_DIRECTIONS FOR THIS TASK_
What you write must match, character for character, the lines from the one with "Map the brick wall." down to the one with "Map the straw" in the listing below, minus its pictures.

_MATERIAL SHOWN_

------------------------------------

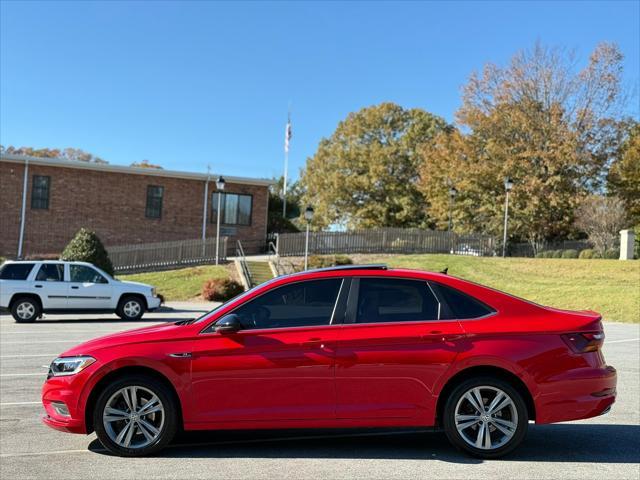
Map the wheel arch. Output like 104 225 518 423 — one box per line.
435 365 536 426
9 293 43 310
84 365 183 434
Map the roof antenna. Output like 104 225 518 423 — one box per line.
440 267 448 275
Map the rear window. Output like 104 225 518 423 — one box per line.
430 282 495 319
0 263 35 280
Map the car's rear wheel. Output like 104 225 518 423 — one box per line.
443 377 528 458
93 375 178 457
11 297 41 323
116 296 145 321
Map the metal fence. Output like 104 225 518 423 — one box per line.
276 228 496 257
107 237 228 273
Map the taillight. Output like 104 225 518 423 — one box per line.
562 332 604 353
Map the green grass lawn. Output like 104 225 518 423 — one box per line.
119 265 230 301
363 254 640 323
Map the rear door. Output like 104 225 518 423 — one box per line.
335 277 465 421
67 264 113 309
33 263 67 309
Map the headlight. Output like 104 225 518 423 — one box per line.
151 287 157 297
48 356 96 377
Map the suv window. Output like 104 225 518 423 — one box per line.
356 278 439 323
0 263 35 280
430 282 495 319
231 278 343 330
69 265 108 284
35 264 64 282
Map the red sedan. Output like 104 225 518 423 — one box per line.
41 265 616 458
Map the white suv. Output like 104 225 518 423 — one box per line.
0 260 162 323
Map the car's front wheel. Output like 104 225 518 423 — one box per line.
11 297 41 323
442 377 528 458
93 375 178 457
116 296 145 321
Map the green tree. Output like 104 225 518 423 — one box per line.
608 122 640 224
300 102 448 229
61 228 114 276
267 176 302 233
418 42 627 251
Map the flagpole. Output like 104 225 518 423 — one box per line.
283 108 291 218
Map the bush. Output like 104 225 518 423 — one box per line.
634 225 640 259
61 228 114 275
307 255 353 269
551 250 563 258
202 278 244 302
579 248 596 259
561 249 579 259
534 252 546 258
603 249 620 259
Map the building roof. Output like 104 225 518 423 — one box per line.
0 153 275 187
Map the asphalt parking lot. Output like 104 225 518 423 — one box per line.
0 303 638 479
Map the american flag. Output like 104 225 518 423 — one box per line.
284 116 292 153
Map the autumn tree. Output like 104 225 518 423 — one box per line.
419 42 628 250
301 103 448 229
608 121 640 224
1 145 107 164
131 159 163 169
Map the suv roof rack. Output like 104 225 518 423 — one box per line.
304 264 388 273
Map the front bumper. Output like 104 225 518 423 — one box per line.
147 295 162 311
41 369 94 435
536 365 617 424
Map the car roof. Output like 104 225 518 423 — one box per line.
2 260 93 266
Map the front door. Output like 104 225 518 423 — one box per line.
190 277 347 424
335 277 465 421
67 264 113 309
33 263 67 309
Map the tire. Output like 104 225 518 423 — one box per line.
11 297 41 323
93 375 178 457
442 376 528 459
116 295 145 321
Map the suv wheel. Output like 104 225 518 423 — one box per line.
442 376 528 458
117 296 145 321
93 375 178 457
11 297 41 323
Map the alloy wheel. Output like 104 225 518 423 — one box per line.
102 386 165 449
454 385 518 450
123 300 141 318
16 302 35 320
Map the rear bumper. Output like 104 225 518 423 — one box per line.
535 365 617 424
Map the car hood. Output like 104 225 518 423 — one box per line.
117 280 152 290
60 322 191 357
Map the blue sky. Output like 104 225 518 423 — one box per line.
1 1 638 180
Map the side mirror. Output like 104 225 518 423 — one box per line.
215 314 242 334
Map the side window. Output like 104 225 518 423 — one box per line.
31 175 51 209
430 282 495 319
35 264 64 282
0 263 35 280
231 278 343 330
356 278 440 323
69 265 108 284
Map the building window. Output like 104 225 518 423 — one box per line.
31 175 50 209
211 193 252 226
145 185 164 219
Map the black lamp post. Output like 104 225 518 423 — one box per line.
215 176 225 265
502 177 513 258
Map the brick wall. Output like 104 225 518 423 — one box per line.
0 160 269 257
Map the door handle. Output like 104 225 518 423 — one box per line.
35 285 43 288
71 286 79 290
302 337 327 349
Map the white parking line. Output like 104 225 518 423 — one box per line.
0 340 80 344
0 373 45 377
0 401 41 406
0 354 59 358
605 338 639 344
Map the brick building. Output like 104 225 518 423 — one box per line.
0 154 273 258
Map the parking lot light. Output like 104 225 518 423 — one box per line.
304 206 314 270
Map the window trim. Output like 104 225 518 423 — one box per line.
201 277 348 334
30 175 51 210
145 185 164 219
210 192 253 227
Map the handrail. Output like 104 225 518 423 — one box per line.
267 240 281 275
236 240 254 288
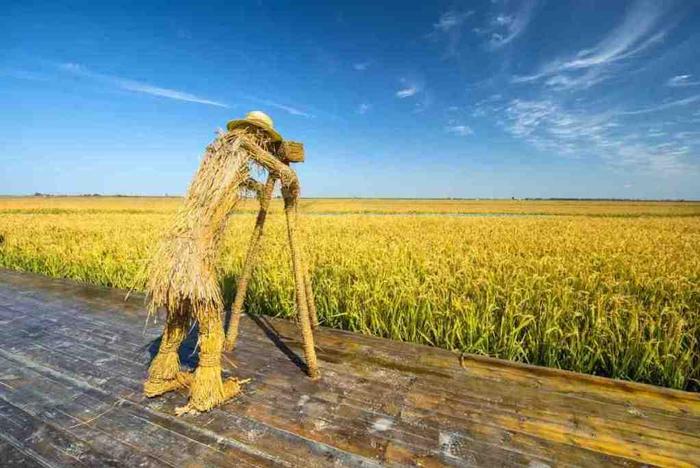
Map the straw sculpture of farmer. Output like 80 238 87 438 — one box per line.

------------------------------------

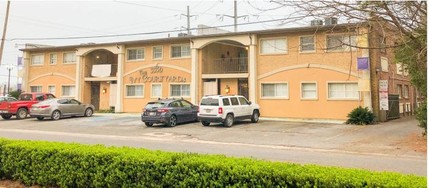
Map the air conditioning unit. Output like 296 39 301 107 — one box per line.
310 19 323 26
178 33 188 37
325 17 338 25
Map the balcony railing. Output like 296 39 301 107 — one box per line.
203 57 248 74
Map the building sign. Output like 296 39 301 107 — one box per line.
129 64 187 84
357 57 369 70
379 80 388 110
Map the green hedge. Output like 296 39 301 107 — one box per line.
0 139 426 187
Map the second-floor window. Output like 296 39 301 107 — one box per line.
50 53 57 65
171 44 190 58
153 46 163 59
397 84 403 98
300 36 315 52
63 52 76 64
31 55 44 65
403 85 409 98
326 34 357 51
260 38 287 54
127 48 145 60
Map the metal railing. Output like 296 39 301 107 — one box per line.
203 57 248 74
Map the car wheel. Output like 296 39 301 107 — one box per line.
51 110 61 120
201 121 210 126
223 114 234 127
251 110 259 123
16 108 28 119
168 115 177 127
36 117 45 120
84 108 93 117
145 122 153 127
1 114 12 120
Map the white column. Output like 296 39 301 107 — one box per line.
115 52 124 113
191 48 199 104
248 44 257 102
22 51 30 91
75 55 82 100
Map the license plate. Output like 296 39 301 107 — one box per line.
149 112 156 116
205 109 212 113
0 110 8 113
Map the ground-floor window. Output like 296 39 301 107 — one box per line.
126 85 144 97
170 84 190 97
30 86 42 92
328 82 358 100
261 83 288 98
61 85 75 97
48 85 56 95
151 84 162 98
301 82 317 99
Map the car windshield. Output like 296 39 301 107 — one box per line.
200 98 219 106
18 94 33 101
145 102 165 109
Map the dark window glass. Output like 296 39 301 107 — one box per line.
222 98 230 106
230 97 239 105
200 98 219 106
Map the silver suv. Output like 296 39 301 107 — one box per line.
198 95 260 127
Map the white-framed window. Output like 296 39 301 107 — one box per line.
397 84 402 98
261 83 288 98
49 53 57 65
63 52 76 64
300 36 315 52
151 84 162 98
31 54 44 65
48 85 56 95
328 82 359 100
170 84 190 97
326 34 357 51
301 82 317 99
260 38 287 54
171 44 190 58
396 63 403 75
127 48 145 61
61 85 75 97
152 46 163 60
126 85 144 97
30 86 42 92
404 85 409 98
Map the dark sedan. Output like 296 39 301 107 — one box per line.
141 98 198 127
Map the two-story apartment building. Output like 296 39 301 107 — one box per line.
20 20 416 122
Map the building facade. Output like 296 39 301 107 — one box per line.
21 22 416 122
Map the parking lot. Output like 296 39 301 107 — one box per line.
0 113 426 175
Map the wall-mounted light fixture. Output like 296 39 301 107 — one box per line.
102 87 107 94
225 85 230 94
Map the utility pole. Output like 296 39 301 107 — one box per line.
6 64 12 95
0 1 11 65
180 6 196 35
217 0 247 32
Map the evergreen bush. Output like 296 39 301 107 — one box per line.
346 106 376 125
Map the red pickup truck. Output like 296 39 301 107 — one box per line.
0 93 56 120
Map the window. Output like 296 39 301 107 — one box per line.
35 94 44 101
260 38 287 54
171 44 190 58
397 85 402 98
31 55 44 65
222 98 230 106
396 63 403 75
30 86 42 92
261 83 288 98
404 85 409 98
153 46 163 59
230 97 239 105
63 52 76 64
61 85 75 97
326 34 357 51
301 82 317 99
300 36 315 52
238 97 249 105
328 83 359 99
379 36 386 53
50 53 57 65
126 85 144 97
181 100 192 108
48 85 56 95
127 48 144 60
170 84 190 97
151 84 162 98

------------------------------------

_SOLUTION BELOW_
Map the brick wall. Output like 104 225 518 423 — one box per line.
0 160 269 257
Map the door handle. Output like 104 225 518 423 — one box per line.
35 285 43 288
71 286 79 290
302 337 327 349
Map the white parking line. Output like 104 225 518 423 — one box per line.
0 340 80 344
0 373 45 377
0 401 41 406
0 354 59 358
605 338 639 344
Map the brick building. Output like 104 225 518 423 — one box per line.
0 154 273 258
Map the parking lot light. Output like 104 225 518 423 — one box per line.
304 206 314 270
Map the window trim. Output like 104 225 518 423 — one box per line.
201 277 348 334
30 175 51 210
145 185 164 219
210 192 253 227
Map the handrail. Output like 104 225 518 423 — one box per line.
267 240 281 275
236 240 254 288
Map the straw sculpture of farmer. Output like 80 238 87 438 — one box per line.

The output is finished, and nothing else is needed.